Set task
Copy the material from the line containing "the black fabric" through the end of the material, switching "sneaker" to "running shoe" everywhere it occurs. Leave everything else unchanged.

[Material on where objects are located]
-*-

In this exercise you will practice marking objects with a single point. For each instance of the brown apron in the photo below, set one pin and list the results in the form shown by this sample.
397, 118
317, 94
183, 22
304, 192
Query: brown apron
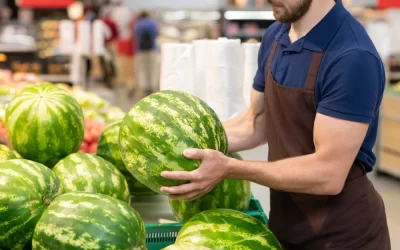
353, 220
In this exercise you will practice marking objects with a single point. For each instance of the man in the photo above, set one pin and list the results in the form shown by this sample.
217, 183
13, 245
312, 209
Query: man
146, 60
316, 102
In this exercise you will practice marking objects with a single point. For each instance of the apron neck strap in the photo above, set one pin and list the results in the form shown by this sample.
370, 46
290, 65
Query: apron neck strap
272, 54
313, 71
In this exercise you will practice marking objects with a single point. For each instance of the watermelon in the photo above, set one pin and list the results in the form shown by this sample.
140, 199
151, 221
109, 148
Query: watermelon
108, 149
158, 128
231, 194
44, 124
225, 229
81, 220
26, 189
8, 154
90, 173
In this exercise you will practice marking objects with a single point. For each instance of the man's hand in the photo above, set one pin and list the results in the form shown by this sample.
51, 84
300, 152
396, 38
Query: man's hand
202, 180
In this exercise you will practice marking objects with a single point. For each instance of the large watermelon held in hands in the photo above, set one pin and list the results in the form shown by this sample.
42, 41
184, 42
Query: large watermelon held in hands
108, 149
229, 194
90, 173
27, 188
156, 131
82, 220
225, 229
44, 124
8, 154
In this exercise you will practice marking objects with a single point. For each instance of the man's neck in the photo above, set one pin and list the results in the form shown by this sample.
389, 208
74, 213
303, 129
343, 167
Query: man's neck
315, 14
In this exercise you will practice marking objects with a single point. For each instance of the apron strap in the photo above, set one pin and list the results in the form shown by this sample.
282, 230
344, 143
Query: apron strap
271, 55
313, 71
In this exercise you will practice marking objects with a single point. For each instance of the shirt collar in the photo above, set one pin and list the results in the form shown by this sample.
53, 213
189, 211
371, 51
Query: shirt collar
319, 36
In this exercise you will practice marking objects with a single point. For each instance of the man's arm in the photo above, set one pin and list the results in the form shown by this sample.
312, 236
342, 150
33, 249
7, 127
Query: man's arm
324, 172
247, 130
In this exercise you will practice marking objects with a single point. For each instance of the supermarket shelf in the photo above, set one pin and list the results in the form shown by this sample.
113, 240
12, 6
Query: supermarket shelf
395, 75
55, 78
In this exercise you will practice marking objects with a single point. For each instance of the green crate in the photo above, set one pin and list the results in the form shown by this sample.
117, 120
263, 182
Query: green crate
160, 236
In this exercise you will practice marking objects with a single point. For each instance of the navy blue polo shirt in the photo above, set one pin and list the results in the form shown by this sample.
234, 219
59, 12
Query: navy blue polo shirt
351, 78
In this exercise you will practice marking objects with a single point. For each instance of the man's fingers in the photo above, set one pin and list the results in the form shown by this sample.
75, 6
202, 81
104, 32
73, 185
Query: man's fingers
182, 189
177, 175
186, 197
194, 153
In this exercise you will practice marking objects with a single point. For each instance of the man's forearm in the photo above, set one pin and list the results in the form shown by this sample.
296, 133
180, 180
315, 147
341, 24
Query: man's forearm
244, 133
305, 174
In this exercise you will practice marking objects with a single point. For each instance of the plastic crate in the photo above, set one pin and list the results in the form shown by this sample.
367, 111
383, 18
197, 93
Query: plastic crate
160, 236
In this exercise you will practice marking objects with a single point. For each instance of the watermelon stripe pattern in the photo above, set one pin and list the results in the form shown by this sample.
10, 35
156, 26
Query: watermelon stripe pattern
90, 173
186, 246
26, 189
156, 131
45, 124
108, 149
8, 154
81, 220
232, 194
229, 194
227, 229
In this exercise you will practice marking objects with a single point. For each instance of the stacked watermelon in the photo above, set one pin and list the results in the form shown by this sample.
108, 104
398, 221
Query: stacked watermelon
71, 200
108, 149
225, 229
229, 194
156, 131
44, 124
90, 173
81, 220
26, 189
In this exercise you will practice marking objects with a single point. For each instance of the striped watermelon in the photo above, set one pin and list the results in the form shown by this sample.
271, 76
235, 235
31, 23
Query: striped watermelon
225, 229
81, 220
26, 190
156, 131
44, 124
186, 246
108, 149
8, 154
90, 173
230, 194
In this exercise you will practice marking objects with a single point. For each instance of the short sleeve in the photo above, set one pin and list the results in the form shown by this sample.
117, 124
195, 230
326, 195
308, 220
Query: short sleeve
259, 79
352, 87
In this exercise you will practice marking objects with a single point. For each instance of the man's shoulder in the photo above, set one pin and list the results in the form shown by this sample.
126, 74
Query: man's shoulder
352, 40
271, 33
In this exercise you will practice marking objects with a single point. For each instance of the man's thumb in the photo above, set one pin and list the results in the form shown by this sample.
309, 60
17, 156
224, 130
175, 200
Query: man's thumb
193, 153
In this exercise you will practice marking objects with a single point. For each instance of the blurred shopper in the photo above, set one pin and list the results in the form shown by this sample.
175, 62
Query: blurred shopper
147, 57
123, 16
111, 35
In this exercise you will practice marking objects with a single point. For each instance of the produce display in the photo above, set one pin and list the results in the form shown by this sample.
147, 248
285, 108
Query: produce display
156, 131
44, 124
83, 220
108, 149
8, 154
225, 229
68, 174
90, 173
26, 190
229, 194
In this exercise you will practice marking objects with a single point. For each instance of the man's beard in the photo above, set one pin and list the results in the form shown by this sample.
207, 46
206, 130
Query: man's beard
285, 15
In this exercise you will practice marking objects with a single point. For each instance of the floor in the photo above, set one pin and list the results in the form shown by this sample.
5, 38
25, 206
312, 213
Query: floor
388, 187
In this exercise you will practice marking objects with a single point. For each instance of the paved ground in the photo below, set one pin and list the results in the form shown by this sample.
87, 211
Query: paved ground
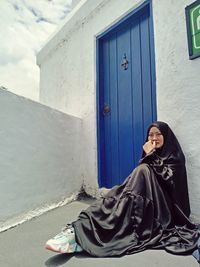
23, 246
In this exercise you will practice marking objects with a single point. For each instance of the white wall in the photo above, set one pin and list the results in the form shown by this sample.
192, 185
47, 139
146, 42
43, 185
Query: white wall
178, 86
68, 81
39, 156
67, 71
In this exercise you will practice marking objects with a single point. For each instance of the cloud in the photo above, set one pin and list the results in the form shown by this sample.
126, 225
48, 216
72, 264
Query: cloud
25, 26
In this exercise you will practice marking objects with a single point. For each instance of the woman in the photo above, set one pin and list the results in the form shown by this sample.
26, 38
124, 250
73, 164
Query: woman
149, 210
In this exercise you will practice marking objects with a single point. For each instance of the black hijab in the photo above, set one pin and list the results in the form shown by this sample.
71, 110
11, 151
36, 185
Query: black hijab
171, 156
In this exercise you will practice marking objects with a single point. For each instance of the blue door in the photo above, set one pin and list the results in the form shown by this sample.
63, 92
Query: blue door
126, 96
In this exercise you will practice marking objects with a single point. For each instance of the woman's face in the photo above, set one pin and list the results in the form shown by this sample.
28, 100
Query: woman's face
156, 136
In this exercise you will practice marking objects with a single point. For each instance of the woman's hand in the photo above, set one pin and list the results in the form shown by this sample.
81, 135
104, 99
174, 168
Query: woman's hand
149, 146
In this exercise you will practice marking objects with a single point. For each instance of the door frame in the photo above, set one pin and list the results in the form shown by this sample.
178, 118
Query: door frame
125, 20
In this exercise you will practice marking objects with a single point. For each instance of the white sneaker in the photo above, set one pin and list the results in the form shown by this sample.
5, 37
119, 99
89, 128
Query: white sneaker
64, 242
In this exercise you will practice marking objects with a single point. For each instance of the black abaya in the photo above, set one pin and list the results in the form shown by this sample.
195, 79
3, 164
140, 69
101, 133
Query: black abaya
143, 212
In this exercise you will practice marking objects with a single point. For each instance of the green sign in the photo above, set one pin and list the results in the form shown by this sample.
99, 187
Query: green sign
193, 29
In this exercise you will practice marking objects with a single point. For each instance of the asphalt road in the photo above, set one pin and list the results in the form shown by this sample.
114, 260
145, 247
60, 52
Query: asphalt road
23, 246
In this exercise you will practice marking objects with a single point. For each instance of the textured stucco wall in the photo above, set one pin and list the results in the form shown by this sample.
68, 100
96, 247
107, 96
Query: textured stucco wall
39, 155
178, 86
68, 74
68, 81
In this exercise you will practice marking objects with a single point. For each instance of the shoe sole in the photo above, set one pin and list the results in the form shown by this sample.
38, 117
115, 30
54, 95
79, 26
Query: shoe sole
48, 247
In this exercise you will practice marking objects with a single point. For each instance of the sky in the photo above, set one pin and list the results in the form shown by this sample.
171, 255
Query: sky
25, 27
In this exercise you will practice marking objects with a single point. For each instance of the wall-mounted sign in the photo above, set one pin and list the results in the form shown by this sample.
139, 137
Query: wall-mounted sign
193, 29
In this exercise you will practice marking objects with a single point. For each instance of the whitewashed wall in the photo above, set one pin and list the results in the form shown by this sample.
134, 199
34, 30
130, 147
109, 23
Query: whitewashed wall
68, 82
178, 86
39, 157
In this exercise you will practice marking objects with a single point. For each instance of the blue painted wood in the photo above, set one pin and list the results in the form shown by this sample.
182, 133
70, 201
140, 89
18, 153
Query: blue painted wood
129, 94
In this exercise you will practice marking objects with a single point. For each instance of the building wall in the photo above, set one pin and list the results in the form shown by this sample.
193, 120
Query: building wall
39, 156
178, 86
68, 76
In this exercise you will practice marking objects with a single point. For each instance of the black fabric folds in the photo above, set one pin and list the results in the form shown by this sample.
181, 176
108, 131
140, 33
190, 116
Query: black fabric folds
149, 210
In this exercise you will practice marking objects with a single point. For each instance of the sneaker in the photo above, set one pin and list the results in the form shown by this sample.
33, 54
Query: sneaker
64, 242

-*-

Exercise output
In this exercise you will practice marking objects with a single point. For each instance of the black fabric folds in the photo above, set one pin and list the results in the form shown by this sample.
181, 176
108, 131
140, 33
190, 116
Query: black fabric folds
149, 210
In this exercise you will practice marking objects with a single point. For each instance of the running shoe in the photo above, set one pin and list the results in the form shown by this sample.
33, 54
Query: running shoe
64, 242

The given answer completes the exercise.